:: Brief 1 ::
Using the description of Berberis holstii, decide whether each statement agrees with the text: (a) the spines at the base of the short side shoots are 1–4 cm long; (b) the berries are frosted green when ripe; (c) in Malawi the shrub flowers in May and June. Answer yes or no for each, and quote the deciding words of the text.
:: Brief 2 ::
Write what comes next in the description of Berberis holstii, starting after its final sentence.

:: Source document ::
"""

Berberis holstii is hairless evergreen shrub of 1–3 m high, with reddish or brownish young shoots, that later develop dark grey bark. At the base of the short side shoots, that carry leaves and flowers, are 1–4 cm long spines with three (to five) branches. The leaves appear simple, but there are two short hairlike leaflets at the base. The large top leaflet is stiff and leathery, and mostly measures 2–3 cm in length, is generally inverted egg-shaped and may have a few spiny teeth along the margin and one at the tip. The typical yellow barberry flowers are in few flowered panicles 2½–7½ cm long. The three inner sepals are 6–7 mm long and rounded at their tip. The six petals are 4½–6 mm long and inverted egg-shaped. Like the flowers in many other Berberis-species, they contain stamens that respond to touch by rapidly moving upwards and inwards, to promote delivering pollen on the body of a visiting insect. The flowers will develop into long oval berries which retain the stigma, and are initially frosted green, turn to a frosted deep purple when ripe, and contain one to four seeds. In Malawi, flowers are present in October and November, while the berries are ripe in May and June.

"""

[Recorded data]
"""

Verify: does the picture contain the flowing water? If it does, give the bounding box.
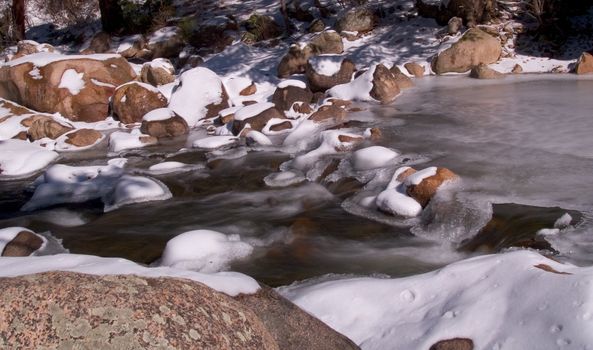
[0,76,593,286]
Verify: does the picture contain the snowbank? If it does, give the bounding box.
[280,250,593,350]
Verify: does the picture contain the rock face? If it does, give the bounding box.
[406,168,457,207]
[0,272,279,350]
[235,287,359,350]
[335,8,377,33]
[432,28,502,74]
[140,115,189,139]
[66,129,103,147]
[305,59,356,92]
[112,82,167,124]
[233,104,286,135]
[21,115,73,141]
[0,54,136,122]
[272,85,313,111]
[575,52,593,74]
[370,64,400,103]
[0,231,43,256]
[469,64,504,79]
[140,58,175,86]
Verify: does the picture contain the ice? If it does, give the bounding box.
[160,230,253,272]
[0,254,259,296]
[279,251,593,350]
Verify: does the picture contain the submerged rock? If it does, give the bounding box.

"""

:: Response box 1 ::
(a) Yes: "are 1–4 cm long spines with three (to five) branches"
(b) No: "turn to a frosted deep purple when ripe"
(c) No: "In Malawi, flowers are present in October and November"

:: Response box 2 ::
== Taxonomy ==
In 1847, Achille Richard described the species as Berberis tinctoria, an unavailable name since Jean-Baptiste Leschenault de La Tour had already used it on another species in 1822. Daniel Oliver proposed Berberis aristata, but this name had also been used before, this time by Augustin Pyramus de Candolle in 1821 for a somewhat differing but closely related species from the Himalayas. In 1895, Adolf Engler described Berberis holstii, which he assigned to the Berberidaceae, based on a plant that was collected by Holst in the Usambara Mountains, in former Tanganyika. Remarkably, Engler described Berberis aristata var. subintegra in the year 1900 based on a specimen collected by Goetze in the Uluguru Mountains in Tanganyika. In 1905, Camillo Karl Schneider described Berberis petitiana based on a plant collected by Quartin Dillon and Petit in Menisa, Ethiopia. Leslie Walter Allen Ahrendt described Berberis grantii in 1961 based on a specimen from the western Usambara Mountains collected by Grant. All of these names are now considered synonymous.

== Distribution ==
Berberis holstii occurs in the highlands of eastern Africa, from northern Malawi to Ethiopia and Somalia, and on the Arabian Peninsula in Yemen and Oman.

== Habitat ==
Berberis holstii can be found in open upland woodland, on the margins and glades of mountain rain-forest, mountain evergreen bushland and the park-like landscapes where the scattered trees mostly are Juniperus, Hagenia and Olea. This species usually occurs between 2300–3200 m of altitude.

== Ecology ==
Berberis holstii is susceptible to the rust species Puccinia graminis and P. striiformis, and spores of P. graminis from B. holstii can infect certain varieties of wheat, barley, rye, and oat.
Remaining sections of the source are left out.